> Work to do:
1/ In the housing discussion below, how many new units could SB-827 result in being created in California?
2/ Resume the discussion of California housing below, starting after its last comment.

If you care about places like Silicon Valley or New York, or if you care about social justice across (and within) generations, it's time to research and understand why housing is becoming increasingly unaffordable in the most dynamic areas of the world. It's not due to lack of land.
In California, we have a chance to fix things. SB-827 is a new bill that prevents local governments from banning density near public transit. It is the most radical housing bill in decades, because it rebalances zoning control from the local to the state level. It could result in 3 million new units being created in California, a state that builds <100k per year.
https://standupcalifornia.com (this is a website i set up to support this issue, which i see as the most important political issue for myself and my friends, and our ability to stay in our communities)
Since that's a marketing page for SB827, can someone explain to me how it doesn't ultimately create an incentive against public transit? All it would take to get around the zoning override would be to remove transit... I assume removing a bus stop (or even an entire route) is trivial. I could definitely foresee more homeowners blocking development of new routes/stations. With those considerations, it's possible we could end up with less transit, and the same amount of housing. I actually got banned in /r/california for asking about this
I'm afraid it may be one of those 'short term gain, long term consequence' type bills that CA has a history of cough prop 13. However, at least it's looking in the right direction, since the housing situation couldn't be much worse
What's interesting is that you can make a very libertarian argument for a lot of this stuff too: http://marketurbanism.com/ although that probably doesn't play quite as well in much California.

> Data rows:

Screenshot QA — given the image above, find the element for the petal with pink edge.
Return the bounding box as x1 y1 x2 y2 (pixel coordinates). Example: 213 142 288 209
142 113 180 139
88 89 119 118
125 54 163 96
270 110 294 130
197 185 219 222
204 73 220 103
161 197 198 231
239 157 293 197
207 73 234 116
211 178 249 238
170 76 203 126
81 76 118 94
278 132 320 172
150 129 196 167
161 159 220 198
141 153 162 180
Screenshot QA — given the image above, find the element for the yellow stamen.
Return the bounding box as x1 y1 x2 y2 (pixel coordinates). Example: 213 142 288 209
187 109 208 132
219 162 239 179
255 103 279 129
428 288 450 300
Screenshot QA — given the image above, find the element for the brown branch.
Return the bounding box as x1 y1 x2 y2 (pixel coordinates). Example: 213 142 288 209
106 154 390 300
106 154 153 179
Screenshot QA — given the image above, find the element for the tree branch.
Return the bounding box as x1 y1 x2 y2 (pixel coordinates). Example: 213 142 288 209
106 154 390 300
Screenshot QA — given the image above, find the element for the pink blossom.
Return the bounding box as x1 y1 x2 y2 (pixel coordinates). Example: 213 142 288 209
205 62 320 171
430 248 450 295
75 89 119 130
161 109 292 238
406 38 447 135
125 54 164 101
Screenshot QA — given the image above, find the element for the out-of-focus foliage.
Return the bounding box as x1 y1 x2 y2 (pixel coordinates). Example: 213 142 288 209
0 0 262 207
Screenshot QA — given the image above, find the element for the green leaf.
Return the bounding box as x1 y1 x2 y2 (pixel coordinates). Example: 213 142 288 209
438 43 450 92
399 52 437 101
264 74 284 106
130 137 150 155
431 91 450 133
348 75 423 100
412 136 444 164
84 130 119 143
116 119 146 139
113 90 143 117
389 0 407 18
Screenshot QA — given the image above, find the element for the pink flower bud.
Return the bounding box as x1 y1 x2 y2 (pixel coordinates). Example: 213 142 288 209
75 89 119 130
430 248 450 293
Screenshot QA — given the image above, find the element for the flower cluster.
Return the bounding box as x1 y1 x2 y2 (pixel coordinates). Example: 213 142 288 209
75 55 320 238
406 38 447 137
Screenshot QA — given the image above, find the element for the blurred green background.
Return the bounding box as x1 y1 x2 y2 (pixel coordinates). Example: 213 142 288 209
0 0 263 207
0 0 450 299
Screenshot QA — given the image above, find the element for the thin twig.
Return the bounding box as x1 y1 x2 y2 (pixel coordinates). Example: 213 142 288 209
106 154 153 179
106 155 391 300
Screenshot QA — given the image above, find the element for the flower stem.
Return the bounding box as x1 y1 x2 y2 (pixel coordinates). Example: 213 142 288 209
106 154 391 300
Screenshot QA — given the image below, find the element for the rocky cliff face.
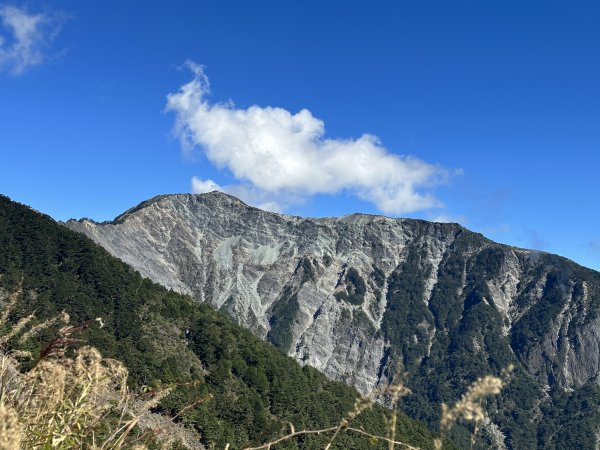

> Answers to each task:
1/ 3 million

2/
Still though, it's one issue where we all ought to be able to find some common ground and fix things.
If you care about the rest of the country you should ask why the fire hose of investment money is directed at SF and New York and not elsewhere. Instead of asking what's wrong with San Francisco. Why not ask what's wrong with the rest of the US?
Sure I can name a bunch of reasons why little housing is built in California, we can start with the Libertarian wet dream that is Prop 13. Prop 13 does two things, removes any incentive for muni's to approve new housing. And starves the government of funding to pay for public goods like schools and mass transit. The zoning restrictions Libertarians bitch about are partly the direct result of that.
Okay fine. But then still the question is, even if we admit California has issues, why is it that corporations which are totally free to locate elsewhere aren't doing so? You would think with a large cost differential corporations would move. Why not?
Because neoliberal conservative dominated governments in the rest of the US means that VC's, engineers, and mangers don't want to live in those places at all. So they and their companies are paying a large premium not to.
No workers don't want to work in 'right to work state'
They don't want to send their kids to schools that teach creationism and abstinence only sex education.
They don't want to live in communities with bad family planning.
I'd suggest that you research why it's necessary for companies to cram so much demand for housing in a few areas.
It's seems absurd in this day and age that we're still concentrating business to such an extent in places like the NY Metro Area and the Bay Area. IBM in the olden times leveraged locating facilities in nowheresville as a competitive advantage. I'm surprised it isn't catching on now that engineers are being so highly compensated.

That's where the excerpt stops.